DOCUMENT SEGMENT:

□ □ □ □ □ □ □

However, they caution that SGLT-2 inhibitors were also associated with increased risk of genital infections, and canagliflozin, but not empagliflozin, was linked with a significant increase in lower-limb amputations. So “our analyses do not rule out the possibility of a clinically meaningful safety signal for SGLT-2 inhibitors and amputation,” they warn.

On the other hand, DPP-4 inhibitors were linked with a greater risk of pancreatitis.

Thus, “careful treatment selection may be necessary to minimize these outcomes in at-risk patients,” Zheng and colleagues advise. Moreover, because the network meta-analysis was an observational study, it cannot determine cause and effect, and the findings would have to be confirmed in further research.

Increasingly Prescribed, But Which Drug Class Is Best?

“The three drug classes assessed here are being increasingly prescribed,” for type 2 diabetes, said Zheng in a statement by Imperial College, “yet until now there have been no clinical trials studying how these drugs compare to each other, and which type of drug could be the best option for patients.”

He and his coauthors searched for studies published up until October 2017 and identified 236 randomized clinical trials in 176,310 patients.

There were 65 trials of SGLT-2 inhibitors, 83 trials of DPP-4 inhibitors, and 65 trials of GLP-1 agonists that compared these agents with a control, and 23 studies that directly compared two drug classes.

□ □ □ □ □ □ □

TASKS FOR THIS EXERCISE:
A – According to the diabetes drug passage, why do the network meta-analysis findings need confirmation in further research? Answer in one to three sentences.
B – In the diabetes drug passage, how many randomized clinical trials did the search identify, and in how many patients?
C – From the diabetes drug passage, extract the text starting at the words "He and his coauthors" and ending after "two drug classes.".
The data that follow have no connection to the diabetes drug passage.

□ □ □ □ □ □ □

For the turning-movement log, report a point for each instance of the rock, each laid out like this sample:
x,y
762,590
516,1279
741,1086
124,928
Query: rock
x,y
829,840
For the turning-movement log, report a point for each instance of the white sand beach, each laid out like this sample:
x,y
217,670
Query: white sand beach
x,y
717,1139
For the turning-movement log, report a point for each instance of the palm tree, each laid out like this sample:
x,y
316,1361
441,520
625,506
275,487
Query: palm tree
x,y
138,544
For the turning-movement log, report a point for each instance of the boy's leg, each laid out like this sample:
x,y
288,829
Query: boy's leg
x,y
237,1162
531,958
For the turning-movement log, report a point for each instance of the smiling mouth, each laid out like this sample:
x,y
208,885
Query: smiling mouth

□ □ □ □ □ □ □

WRITTEN ANSWERS:
A – The network meta-analysis was an observational study, so it cannot determine cause and effect. The findings therefore have to be confirmed in further research.

B – It identified 236 randomized clinical trials in 176,310 patients.

C –
He and his coauthors searched for studies published up until October 2017 and identified 236 randomized clinical trials in 176,310 patients.

There were 65 trials of SGLT-2 inhibitors, 83 trials of DPP-4 inhibitors, and 65 trials of GLP-1 agonists that compared these agents with a control, and 23 studies that directly compared two drug classes.